#### PASSAGE:
## START

# First rooster what do I do?



## greenhaven (Jan 7, 2014)

I was just given my first rooster. I have not had one in the past. I have 30 free range hens and I hope the rooster will warn them of predators. What should I expect? What should I do different now that there is a rooster? 


Sent from my iPad using Chicken Forum


----------



## greenhaven (Jan 7, 2014)

Sent from my iPad using Chicken Forum


----------



## Fiere (Feb 26, 2014)

You dot need to do anything differently for the rooster, except feed. Roosters can't eat laying ration for long periods of time as the calcium builds up/hurts their organs and will eventually kill them.

As I said in the other thread, 30 hens is too many for one rooster to look after, he will pick his favourites and make sure they are ok, but since he can't physically keep track of that many girls, he simply won't. I don't go over 10-12 hens per rooster as that is the max most of them can handle diligently. I also breed so my ratio is more like 1 roo for every 3-6 hens.


----------



## piglett (Jun 21, 2012)

Fiere said:


> You dot need to do anything differently for the rooster, except feed. Roosters can't eat laying ration for long periods of time as the calcium builds up/hurts their organs and will eventually kill them.
> 
> As I said in the other thread, 30 hens is too many for one rooster to look after, he will pick his favourites and make sure they are ok, but since he can't physically keep track of that many girls, he simply won't. I don't go over 10-12 hens per rooster as that is the max most of them can handle diligently. I also breed so my ratio is more like 1 roo for every 3-6 hens.


i would look around & find 2 to 3 more roosters 
they may fight some at 1st but after a little time they should get things all worked out. then you have many more sets of eyes watching out for things with big teeth.

good luck
piglett


----------



## back2simplelife (Jul 6, 2013)

Agree with piglett! With you are free ranging, the more the better! We had one with 12 and have a couple that could care less about what he said. Not good with all these hawks and coyotes during the day. 2-3 roos aren't easy to introduce.. if you go with 3, try and get two that have been raised together. The one thing you have going for you is that you free range and may not have any troubles because of it. Good luck!


----------



## piglett (Jun 21, 2012)

back2simplelife said:


> Agree with piglett! With you are free ranging, the more the better! We had one with 12 and have a couple that could care less about what he said. Not good with all these hawks and coyotes during the day. 2-3 roos aren't easy to introduce.. if you go with 3, try and get two that have been raised together. The one thing you have going for you is that you free range and may not have any troubles because of it. Good luck!


you can also lock all roosters in a shed for 2 days with feed/water

& a fan to keep cool

once everything looks good then put all the roosters in the coop at night

if not the roo you already have will probably get the tar beat out of him

by the ones you added

good luck
piglett


----------

## END

#### DATA BLOCK:
## START

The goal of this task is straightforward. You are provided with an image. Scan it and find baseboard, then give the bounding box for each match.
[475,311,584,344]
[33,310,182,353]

## END

#### REQUIRED ACTIONS:
**1)** In the rooster thread, what is the most hens Fiere keeps per rooster?
**2)** Pull out the part of the rooster thread from "I was just given" to "is a rooster?", word for word.

#### FINAL ANSWERS:
**1)** Fiere doesn't go over 10-12 hens per rooster.

**2)**
I was just given my first rooster. I have not had one in the past. I have 30 free range hens and I hope the rooster will warn them of predators. What should I expect? What should I do different now that there is a rooster?